- [Dataset records]:

————————

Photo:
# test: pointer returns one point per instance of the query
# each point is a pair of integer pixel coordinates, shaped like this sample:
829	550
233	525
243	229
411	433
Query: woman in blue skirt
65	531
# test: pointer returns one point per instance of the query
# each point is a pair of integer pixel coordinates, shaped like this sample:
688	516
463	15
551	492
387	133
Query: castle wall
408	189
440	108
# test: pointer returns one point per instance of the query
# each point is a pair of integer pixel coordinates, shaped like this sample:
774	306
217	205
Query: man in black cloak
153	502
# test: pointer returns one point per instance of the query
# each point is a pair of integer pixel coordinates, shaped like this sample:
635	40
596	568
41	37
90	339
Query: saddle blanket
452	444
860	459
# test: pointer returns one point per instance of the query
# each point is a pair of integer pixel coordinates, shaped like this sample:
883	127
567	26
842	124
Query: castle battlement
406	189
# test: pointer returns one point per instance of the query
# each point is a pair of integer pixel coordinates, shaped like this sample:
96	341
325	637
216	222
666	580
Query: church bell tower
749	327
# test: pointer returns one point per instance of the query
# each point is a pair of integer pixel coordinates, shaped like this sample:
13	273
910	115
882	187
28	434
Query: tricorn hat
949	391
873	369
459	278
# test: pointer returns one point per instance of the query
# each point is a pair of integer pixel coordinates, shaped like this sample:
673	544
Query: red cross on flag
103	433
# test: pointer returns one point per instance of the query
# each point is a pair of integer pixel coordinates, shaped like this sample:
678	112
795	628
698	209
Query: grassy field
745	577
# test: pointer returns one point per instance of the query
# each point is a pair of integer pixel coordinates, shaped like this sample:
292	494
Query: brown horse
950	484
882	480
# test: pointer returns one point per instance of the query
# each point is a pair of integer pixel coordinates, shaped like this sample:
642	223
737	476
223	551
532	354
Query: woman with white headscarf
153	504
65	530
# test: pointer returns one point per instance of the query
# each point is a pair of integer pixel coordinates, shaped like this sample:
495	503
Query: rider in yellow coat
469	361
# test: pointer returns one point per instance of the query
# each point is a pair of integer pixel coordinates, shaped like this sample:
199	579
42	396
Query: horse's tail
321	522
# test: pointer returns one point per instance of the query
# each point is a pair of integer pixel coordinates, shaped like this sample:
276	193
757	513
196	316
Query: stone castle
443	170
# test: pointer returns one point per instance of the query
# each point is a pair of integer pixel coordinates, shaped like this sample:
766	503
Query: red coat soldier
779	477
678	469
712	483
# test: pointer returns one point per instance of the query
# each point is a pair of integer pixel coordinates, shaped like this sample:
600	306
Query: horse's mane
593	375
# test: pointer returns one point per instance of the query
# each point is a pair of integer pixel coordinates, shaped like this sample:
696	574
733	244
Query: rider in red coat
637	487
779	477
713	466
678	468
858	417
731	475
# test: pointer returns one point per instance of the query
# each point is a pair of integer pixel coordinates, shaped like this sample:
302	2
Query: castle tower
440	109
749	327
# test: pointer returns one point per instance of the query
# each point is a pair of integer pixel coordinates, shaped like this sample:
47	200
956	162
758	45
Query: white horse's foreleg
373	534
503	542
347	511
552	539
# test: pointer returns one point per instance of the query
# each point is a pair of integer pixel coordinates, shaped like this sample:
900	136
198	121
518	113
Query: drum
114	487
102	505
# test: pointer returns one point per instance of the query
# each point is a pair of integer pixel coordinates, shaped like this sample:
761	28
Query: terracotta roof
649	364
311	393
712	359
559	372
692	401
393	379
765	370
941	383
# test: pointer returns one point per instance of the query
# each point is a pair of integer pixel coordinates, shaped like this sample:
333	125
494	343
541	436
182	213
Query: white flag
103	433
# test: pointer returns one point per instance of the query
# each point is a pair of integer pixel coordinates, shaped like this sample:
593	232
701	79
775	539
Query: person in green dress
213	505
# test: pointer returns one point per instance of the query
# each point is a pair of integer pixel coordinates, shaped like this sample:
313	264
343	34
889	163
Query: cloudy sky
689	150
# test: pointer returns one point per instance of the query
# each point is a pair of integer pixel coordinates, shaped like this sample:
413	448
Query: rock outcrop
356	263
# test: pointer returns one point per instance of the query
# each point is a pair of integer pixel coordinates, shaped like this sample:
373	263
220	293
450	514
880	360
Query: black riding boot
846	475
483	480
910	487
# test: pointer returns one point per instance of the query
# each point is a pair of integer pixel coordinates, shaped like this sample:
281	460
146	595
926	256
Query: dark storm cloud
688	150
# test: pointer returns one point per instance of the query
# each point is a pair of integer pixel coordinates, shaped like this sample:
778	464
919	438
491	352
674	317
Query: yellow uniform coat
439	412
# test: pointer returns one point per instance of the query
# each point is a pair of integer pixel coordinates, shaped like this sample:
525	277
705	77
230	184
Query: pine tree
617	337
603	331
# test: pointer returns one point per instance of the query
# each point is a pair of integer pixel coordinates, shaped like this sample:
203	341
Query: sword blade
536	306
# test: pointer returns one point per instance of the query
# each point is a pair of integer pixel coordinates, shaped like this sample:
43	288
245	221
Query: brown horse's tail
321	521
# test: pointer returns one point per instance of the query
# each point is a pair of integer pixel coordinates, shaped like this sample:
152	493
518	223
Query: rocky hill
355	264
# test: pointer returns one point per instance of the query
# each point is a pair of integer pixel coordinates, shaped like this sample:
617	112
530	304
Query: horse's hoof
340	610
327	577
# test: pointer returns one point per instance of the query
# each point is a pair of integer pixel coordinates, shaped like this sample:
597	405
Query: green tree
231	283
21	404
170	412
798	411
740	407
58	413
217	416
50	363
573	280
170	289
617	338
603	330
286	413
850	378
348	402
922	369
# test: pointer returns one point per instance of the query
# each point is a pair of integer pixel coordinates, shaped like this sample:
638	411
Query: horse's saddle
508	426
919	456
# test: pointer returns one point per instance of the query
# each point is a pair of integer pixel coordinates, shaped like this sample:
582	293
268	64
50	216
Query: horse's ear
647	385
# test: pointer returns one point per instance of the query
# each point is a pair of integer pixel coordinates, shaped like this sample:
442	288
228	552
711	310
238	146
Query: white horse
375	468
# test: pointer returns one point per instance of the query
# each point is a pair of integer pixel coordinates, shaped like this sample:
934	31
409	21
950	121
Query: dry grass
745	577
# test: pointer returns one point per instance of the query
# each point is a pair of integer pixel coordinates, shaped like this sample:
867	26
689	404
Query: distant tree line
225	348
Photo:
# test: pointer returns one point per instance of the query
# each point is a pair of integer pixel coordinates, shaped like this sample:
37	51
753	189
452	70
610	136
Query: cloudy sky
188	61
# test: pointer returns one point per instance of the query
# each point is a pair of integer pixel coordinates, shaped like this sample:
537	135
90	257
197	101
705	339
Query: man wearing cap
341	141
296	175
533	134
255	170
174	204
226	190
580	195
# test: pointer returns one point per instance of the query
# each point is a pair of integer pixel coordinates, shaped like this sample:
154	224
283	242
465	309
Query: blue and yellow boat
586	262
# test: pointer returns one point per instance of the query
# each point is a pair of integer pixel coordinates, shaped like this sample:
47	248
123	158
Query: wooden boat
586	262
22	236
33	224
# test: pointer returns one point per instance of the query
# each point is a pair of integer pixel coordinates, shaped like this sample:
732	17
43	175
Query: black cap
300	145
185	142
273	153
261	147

————————

Give back all the records above exactly as they were written.

Photo:
# test: pointer returns one point per instance of the query
# each point is a pair of integer pixel coordinates, shaped like this sample:
829	550
233	525
243	229
411	433
Query: woman in blue skirt
65	531
# test: pointer returns one point per instance of the query
# each point is a pair of integer pixel coordinates, shaped like this sample:
688	516
463	15
551	492
387	133
Query: castle wall
408	189
440	108
# test: pointer returns one point per instance of the query
# each point is a pair of integer pixel coordinates, shaped like this sample:
774	306
217	205
Query: man in black cloak
153	502
# test: pointer returns one point per instance of the query
# each point is a pair of integer pixel coordinates, shaped like this sample:
635	40
596	568
41	37
90	339
Query: saddle blanket
452	444
860	459
# test: pointer returns one point per instance of the query
# each point is a pair of integer pixel coordinates, shaped like this sample:
883	127
567	26
842	124
Query: castle battlement
406	189
# test: pointer returns one point per instance of the query
# each point is a pair of integer pixel coordinates, shaped like this sample:
96	341
325	637
216	222
666	580
Query: church bell tower
749	327
# test: pointer returns one point per instance of the query
# each point is a pair of integer pixel coordinates, shaped like this sample:
13	273
910	115
882	187
28	434
Query: tricorn hat
949	391
873	369
459	278
# test: pointer returns one point per instance of the query
# each point is a pair of integer pixel coordinates, shaped like this sample:
673	544
Query: red cross on flag
103	433
# test: pointer returns one point per instance of the query
# each point is a pair of integer pixel coordinates, shaped like this sample:
678	112
795	628
698	209
Query: grassy field
745	577
# test: pointer returns one point per instance of the query
# each point is a pair of integer pixel coordinates, shaped like this sample:
292	494
Query: brown horse
950	484
882	480
# test: pointer returns one point per instance of the query
# each point is a pair of integer pixel coordinates, shaped like this sample:
642	223
737	476
223	551
532	354
Query: woman with white headscarf
153	504
65	530
# test: pointer returns one point per instance of the query
# each point is a pair of integer pixel coordinates, shaped like this sample:
495	503
Query: rider in yellow coat
469	361
# test: pointer returns one point per instance of the query
# each point is a pair of integer pixel coordinates, shaped like this sample:
199	579
42	396
Query: horse's tail
321	522
# test: pointer returns one point per instance of the query
# each point is a pair of integer pixel coordinates, shaped like this sample:
276	193
757	513
196	316
Query: stone castle
443	170
# test: pointer returns one point per instance of the query
# each point is a pair of integer pixel coordinates, shaped like this sample:
766	503
Query: red coat soldier
779	477
678	469
712	483
# test: pointer returns one point per instance of the query
# each point is a pair of integer pixel coordinates, shaped like this sample:
600	306
Query: horse's mane
593	375
# test: pointer returns one point per instance of the query
# each point is a pair of integer pixel coordinates, shaped like this sample:
696	574
733	244
Query: rider in red coat
637	487
779	477
713	466
678	468
858	417
731	475
# test: pointer returns one point per instance of the query
# each point is a pair of integer pixel coordinates, shaped like this sample:
302	2
Query: castle tower
440	109
749	327
# test: pointer returns one point per instance of the query
# each point is a pair of integer pixel coordinates, shaped like this sample:
47	200
956	162
758	45
Query: white horse's foreleg
373	534
503	542
347	511
552	539
# test: pointer returns one point per instance of the query
# each point is a pair of integer pixel coordinates, shaped like this sample:
900	136
198	121
518	113
Query: drum
114	487
102	505
# test: pointer returns one point per instance of the query
# each point is a pair of integer pixel coordinates, shaped like this sample:
761	28
Query: terracotta roof
649	364
311	393
712	359
559	372
692	401
393	379
765	370
941	383
# test: pointer returns one point per instance of the query
# each point is a pair of integer pixel coordinates, shaped like this sample:
333	125
494	343
541	436
182	213
Query: white flag
103	433
# test: pointer returns one point per instance of the query
# each point is a pair of integer pixel coordinates, shaped like this sample:
593	232
701	79
775	539
Query: person in green dress
213	505
# test: pointer returns one point per instance of the query
# each point is a pair of integer pixel coordinates, shaped like this sample:
313	264
343	34
889	163
Query: cloudy sky
689	150
# test: pointer returns one point per instance of the query
# each point is a pair of integer pixel coordinates, shaped like this sample:
413	448
Query: rock outcrop
356	263
# test: pointer returns one point per instance of the query
# each point is a pair of integer pixel coordinates, shaped like this sample:
373	263
220	293
450	514
880	360
Query: black riding boot
846	475
483	480
910	487
# test: pointer returns one point per instance of the query
# each point is a pair of integer pixel coordinates, shaped like this sample:
281	460
146	595
926	256
Query: dark storm cloud
688	150
# test: pointer returns one point per instance of the query
# each point is a pair of integer pixel coordinates, shaped like this sample:
778	464
919	438
491	352
674	317
Query: yellow uniform coat
439	412
# test: pointer returns one point per instance of the query
# each point is a pair of integer pixel coordinates, shaped like this sample:
525	277
705	77
230	184
Query: pine tree
617	337
603	331
# test: pointer returns one point per instance of the query
# each point is a pair of integer pixel coordinates, shaped like this sample:
203	341
Query: sword blade
536	306
# test: pointer returns one point per instance of the query
# each point is a pair of integer pixel coordinates, shaped like this sample:
43	288
245	221
Query: brown horse's tail
321	521
# test: pointer returns one point per instance of the query
# each point is a pair of integer pixel coordinates, shaped like this sample:
152	493
518	223
Query: rocky hill
355	264
# test: pointer returns one point per instance of the query
# each point is a pair of integer pixel coordinates, shaped like this sample:
617	112
530	304
Query: horse's hoof
340	610
327	577
# test: pointer returns one point per instance of the query
# each point is a pair of integer pixel coordinates, shaped like this sample:
597	405
Query: green tree
231	283
21	404
170	412
798	411
740	407
58	413
217	416
50	363
573	280
170	289
617	338
603	330
286	413
850	378
348	402
922	369
# test: pointer returns one point per instance of the query
# each point is a pair of integer pixel coordinates, shaped like this sample:
638	411
Query: horse's saddle
508	426
919	456
# test: pointer returns one point per instance of the query
# each point is a pair of integer pixel coordinates, shaped like this sample:
582	293
268	64
50	216
Query: horse's ear
647	385
# test: pointer returns one point per instance of the query
# each point is a pair of integer pixel coordinates, shaped like this sample:
442	288
228	552
711	310
238	146
Query: white horse
375	468
# test: pointer returns one point per instance of the query
# each point is a pair of integer pixel coordinates, shaped like this sample:
934	31
409	21
950	121
Query: dry grass
745	577
# test: pointer returns one point per instance of the query
# each point is a pair of integer pixel coordinates, shaped like this sample:
867	26
689	404
Query: distant tree line
225	348
Photo:
# test: pointer returns one point per instance of the query
# each point is a pair of integer pixel coordinates, shaped like this sample:
37	51
753	189
452	70
610	136
Query: cloudy sky
188	61
# test: pointer returns one point per instance of the query
# each point is a pair of integer pixel coordinates, shaped like this sample:
537	135
90	257
197	101
705	339
Query: man wearing cap
341	141
296	175
533	134
255	170
174	204
226	190
580	195
# test: pointer returns one point per instance of the query
# each point is a pair of integer pixel coordinates, shaped like this sample:
154	224
283	242
465	309
Query: blue and yellow boat
586	262
# test: pointer returns one point per instance of the query
# each point is a pair of integer pixel coordinates, shaped like this sample:
47	248
123	158
Query: wooden boat
586	262
22	236
33	224
# test: pointer returns one point per instance of the query
# each point is a pair of integer pixel coordinates, shaped like this sample:
732	17
43	175
Query: black cap
300	145
185	142
273	153
261	147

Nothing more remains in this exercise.